| Work instruction |
Rewrite the passage of the Conary Mor text beginning at the words "The Law of the" and stopping after "peculiar institution was.", substituting "decisive moment" for "turning-point".

** Document extract follows **

The Tale of Conary Mor
The continuation of the tale of Etain and Eochy, and the wrath of the fae on their descendant.
What follows are descriptions and a tale from an old source:
The continuation of the tale of Etain and Eochy, and the wrath of the fae on their descendant.
What follows are descriptions and a tale from an old source:
Fairy Queen Etain is reincarnated, but without her memory. She falls in love with Eochy, High King of Ireland and marries him. Her Fairy king Midir finds her and takes her back. Eochy declares war on the fae, to win his wife back. He succeeds, however the fae swear to take revenge, and the fae are patient... (Read the full story on Etain, Eochy and Midir.) Eochy regained his queen, who lived with him till his death, ten years afterwards, and bore him one daughter, who was named Etain, like herself.
From this Etain
ultimately sprang the great king Conary Mor, who shines in Irish legend as the
supreme type of royal splendour, power, and beneficence, and whose overthrow
and death were compassed by the Danaans in vengeance for the devastation of
their sacred dwellings by Eochy. The tale in which the death of Conary is
related is one of the most antique and barbaric in conception of all Irish
legends, but it has a magnificence of imagination which no other can rival. To
this great story the tale of Etain and Midir may be regarded as what the Irish
called a priomscel, "introductory tale," showing the more remote
origin of the events related.
The Law of the Geis
The tale of Conary
introduces us for the first time to the law or institution of the geis,
which plays hence-forward a very important part in Irish legend, the violation
or observance of a geis being frequently the turning-point in
a tragic narrative. We must therefore delay a moment to explain to the reader
exactly what this peculiar institution was.

** End of Document extract **
** Data extract follows **

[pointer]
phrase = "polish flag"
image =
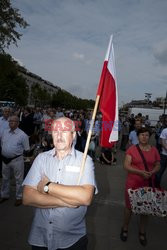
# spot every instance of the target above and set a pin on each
(107, 90)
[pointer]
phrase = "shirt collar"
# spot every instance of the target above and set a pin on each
(72, 152)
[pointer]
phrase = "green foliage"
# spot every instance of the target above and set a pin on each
(66, 100)
(12, 86)
(10, 19)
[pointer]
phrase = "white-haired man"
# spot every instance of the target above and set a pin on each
(51, 186)
(13, 143)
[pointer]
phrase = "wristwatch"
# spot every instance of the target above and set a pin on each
(46, 187)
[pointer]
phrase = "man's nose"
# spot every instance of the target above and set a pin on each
(59, 134)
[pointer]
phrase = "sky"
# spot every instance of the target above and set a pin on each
(67, 40)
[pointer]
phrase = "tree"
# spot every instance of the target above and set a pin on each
(10, 19)
(13, 86)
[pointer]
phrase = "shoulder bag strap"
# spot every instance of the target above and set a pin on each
(144, 162)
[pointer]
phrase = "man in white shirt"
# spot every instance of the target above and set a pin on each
(13, 143)
(4, 123)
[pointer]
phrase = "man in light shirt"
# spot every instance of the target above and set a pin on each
(52, 187)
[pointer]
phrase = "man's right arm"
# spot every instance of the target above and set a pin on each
(31, 197)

** End of Data extract **

| Solution to this problem |
The Law of the Geis
The tale of Conary
introduces us for the first time to the law or institution of the geis,
which plays hence-forward a very important part in Irish legend, the violation
or observance of a geis being frequently the decisive moment in
a tragic narrative. We must therefore delay a moment to explain to the reader
exactly what this peculiar institution was.